Given problem:
Print the lines starting at the one containing "Find the white banner" and ending at the one containing "Please outline every instance of the white banner", both included, reproducing them character for character.

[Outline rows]
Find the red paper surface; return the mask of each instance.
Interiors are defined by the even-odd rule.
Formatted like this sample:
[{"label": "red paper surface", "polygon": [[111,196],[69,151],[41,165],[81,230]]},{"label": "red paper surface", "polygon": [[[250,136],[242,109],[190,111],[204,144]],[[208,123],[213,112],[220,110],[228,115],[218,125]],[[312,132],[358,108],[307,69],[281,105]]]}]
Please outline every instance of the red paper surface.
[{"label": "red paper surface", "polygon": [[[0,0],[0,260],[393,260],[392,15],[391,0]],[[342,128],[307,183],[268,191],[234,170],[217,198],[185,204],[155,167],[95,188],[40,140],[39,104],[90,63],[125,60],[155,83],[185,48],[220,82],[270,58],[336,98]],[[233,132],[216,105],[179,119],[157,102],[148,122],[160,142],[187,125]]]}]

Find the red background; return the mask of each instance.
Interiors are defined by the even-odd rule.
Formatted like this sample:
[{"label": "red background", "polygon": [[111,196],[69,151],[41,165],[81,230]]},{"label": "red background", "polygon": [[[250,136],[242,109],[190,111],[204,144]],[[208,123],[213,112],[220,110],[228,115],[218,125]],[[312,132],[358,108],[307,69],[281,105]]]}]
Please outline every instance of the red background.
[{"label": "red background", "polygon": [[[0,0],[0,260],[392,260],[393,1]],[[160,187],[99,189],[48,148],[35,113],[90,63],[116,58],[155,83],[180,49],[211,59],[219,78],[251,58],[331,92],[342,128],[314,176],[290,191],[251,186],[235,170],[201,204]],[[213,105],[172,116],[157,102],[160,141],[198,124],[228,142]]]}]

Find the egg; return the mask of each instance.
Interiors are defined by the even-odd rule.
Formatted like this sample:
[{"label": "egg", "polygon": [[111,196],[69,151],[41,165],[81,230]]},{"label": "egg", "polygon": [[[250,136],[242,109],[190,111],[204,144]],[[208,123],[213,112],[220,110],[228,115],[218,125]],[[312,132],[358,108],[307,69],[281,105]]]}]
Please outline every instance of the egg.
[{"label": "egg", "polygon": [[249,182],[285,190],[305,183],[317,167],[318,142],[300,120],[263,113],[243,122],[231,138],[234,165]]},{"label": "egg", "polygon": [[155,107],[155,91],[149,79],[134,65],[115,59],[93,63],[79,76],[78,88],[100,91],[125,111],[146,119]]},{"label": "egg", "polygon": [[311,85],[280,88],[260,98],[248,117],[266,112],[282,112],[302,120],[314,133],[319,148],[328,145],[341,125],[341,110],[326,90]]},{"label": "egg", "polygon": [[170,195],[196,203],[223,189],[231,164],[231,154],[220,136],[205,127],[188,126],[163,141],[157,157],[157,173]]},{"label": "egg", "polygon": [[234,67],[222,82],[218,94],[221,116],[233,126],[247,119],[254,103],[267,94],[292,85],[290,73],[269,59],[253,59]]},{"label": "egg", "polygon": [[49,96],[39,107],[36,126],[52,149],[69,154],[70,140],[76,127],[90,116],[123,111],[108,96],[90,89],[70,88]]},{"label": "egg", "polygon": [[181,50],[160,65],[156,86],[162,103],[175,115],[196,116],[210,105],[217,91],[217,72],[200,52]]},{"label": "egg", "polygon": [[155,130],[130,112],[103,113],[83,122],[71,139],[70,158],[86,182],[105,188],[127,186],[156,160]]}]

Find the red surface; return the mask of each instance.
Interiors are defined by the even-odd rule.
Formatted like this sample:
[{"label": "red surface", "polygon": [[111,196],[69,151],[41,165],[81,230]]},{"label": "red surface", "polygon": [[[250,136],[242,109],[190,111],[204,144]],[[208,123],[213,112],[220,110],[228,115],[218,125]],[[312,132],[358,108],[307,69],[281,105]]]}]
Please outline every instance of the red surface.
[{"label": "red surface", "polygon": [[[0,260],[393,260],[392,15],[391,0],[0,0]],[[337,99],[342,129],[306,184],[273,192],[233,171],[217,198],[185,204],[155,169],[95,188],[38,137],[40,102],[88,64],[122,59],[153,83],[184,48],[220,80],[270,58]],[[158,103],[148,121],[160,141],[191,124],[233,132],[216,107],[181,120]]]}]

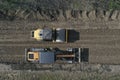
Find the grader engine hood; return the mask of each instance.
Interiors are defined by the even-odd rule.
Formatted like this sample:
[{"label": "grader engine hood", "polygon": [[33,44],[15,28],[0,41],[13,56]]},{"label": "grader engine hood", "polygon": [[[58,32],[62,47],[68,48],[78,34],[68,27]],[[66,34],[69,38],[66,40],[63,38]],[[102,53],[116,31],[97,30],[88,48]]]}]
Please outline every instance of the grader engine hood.
[{"label": "grader engine hood", "polygon": [[52,29],[44,28],[44,29],[37,29],[32,32],[33,38],[36,40],[52,40]]},{"label": "grader engine hood", "polygon": [[66,30],[57,28],[56,29],[56,42],[65,42],[66,41]]}]

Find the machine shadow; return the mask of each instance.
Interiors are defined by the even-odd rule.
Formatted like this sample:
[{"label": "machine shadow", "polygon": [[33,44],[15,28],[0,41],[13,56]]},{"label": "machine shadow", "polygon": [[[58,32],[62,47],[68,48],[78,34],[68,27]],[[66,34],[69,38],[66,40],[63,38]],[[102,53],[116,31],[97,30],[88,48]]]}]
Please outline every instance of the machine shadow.
[{"label": "machine shadow", "polygon": [[68,30],[68,42],[75,42],[80,39],[80,33],[75,30]]}]

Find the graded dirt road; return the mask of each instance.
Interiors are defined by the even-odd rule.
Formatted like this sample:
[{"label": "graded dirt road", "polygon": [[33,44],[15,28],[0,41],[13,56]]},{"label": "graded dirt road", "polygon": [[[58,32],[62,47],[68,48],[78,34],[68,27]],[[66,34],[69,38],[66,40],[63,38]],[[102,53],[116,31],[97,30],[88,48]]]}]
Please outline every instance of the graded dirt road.
[{"label": "graded dirt road", "polygon": [[[25,24],[25,23],[24,23]],[[16,27],[18,25],[18,27]],[[30,37],[30,31],[37,29],[27,23],[4,24],[0,27],[0,54],[1,57],[16,56],[24,59],[24,49],[29,47],[80,47],[89,49],[89,63],[120,64],[120,30],[119,29],[81,29],[69,31],[69,43],[40,42]],[[5,27],[3,27],[5,26]],[[21,26],[21,27],[20,27]],[[29,27],[30,28],[29,28]],[[70,28],[66,26],[66,28]],[[7,56],[6,56],[7,55]]]}]

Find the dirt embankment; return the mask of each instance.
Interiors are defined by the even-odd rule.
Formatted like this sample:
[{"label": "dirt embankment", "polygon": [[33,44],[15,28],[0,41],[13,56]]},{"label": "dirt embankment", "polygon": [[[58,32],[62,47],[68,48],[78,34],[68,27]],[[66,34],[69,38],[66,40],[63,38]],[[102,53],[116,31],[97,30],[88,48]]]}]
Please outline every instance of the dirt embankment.
[{"label": "dirt embankment", "polygon": [[14,14],[14,19],[23,20],[38,20],[38,21],[63,21],[63,20],[80,20],[80,21],[120,21],[120,11],[104,11],[104,10],[48,10],[48,11],[31,11],[19,9],[15,12],[9,13]]}]

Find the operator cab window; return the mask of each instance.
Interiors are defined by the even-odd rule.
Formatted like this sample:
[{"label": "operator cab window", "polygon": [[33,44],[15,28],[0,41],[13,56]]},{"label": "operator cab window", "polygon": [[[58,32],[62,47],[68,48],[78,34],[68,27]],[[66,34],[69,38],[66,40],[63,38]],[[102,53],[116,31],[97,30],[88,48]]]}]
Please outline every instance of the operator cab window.
[{"label": "operator cab window", "polygon": [[32,37],[34,37],[34,31],[32,31]]},{"label": "operator cab window", "polygon": [[29,54],[29,59],[34,59],[34,55],[33,54]]}]

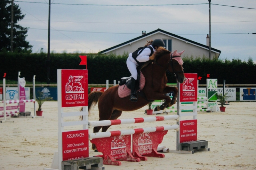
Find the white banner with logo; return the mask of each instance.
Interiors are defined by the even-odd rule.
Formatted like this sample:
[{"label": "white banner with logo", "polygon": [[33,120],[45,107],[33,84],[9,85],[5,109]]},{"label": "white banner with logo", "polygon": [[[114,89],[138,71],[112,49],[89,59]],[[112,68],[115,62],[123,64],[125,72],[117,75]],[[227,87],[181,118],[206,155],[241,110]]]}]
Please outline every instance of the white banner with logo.
[{"label": "white banner with logo", "polygon": [[[226,92],[228,92],[228,95],[230,96],[228,98],[228,99],[227,100],[227,101],[236,101],[236,88],[225,88],[225,91]],[[223,94],[223,88],[218,88],[217,89],[218,94]],[[201,87],[199,88],[198,88],[198,92],[197,94],[197,96],[198,97],[206,97],[206,88]],[[241,100],[241,99],[240,100]],[[200,100],[199,100],[198,101],[200,101]]]},{"label": "white banner with logo", "polygon": [[255,101],[255,88],[239,88],[239,96],[242,101]]}]

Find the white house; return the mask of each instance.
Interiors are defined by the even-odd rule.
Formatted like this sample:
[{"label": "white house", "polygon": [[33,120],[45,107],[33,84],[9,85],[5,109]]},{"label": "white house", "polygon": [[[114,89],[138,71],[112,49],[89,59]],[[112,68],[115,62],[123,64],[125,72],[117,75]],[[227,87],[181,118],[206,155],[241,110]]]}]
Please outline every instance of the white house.
[{"label": "white house", "polygon": [[[182,56],[193,56],[203,57],[204,55],[208,58],[209,54],[209,38],[207,38],[207,45],[198,43],[191,40],[172,34],[158,29],[148,33],[142,31],[142,35],[120,44],[117,45],[100,52],[104,54],[110,53],[122,55],[125,52],[132,53],[140,47],[144,46],[147,40],[150,39],[162,39],[164,42],[165,47],[170,51],[177,50],[178,52],[185,50]],[[207,35],[207,37],[208,37]],[[219,58],[221,51],[211,48],[211,59],[214,57]]]}]

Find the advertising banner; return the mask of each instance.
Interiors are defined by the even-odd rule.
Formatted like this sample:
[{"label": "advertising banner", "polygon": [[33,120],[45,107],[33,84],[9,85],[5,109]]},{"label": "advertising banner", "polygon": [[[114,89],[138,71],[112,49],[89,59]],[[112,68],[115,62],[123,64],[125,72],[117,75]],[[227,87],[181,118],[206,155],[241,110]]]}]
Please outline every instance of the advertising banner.
[{"label": "advertising banner", "polygon": [[242,101],[255,101],[256,100],[255,88],[240,88],[239,96]]},{"label": "advertising banner", "polygon": [[[30,88],[25,87],[25,94],[26,100],[30,99]],[[18,88],[17,87],[6,87],[6,100],[18,99]]]},{"label": "advertising banner", "polygon": [[61,107],[88,106],[88,70],[61,70]]},{"label": "advertising banner", "polygon": [[217,79],[207,79],[206,81],[206,86],[210,91],[212,89],[217,89],[218,88],[218,80]]},{"label": "advertising banner", "polygon": [[180,121],[180,143],[188,142],[197,140],[197,119]]},{"label": "advertising banner", "polygon": [[36,87],[36,97],[37,98],[40,96],[41,98],[44,100],[46,98],[50,98],[51,100],[58,100],[58,89],[57,87]]},{"label": "advertising banner", "polygon": [[[228,101],[236,101],[236,88],[225,88],[225,93],[228,93],[228,95],[230,96],[227,100]],[[212,90],[214,90],[212,89]],[[218,94],[223,94],[223,88],[218,88],[217,89]],[[206,97],[206,88],[205,88],[199,87],[198,90],[198,97]],[[198,101],[203,101],[203,99],[199,99]]]},{"label": "advertising banner", "polygon": [[88,129],[63,132],[62,141],[63,160],[89,157]]},{"label": "advertising banner", "polygon": [[180,84],[180,101],[196,102],[197,101],[197,74],[184,73],[185,81]]},{"label": "advertising banner", "polygon": [[[20,100],[23,100],[26,99],[26,95],[25,92],[25,85],[26,85],[26,81],[25,78],[20,78]],[[20,106],[20,112],[25,111],[26,103],[21,103],[19,104]]]}]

Reply:
Find the white banner with logo; return the mask of each instance.
Interiors are defined by the even-odd rule.
Formatted like this sample:
[{"label": "white banner with logo", "polygon": [[33,120],[45,107],[33,84],[9,85],[5,109]]},{"label": "white banner with logo", "polygon": [[[114,89],[138,71],[112,49],[89,59]],[[112,68],[115,62],[123,64],[125,72],[117,75]],[[227,87],[181,118],[206,155],[241,110]]]}]
Please outline every instance of the white banner with logo.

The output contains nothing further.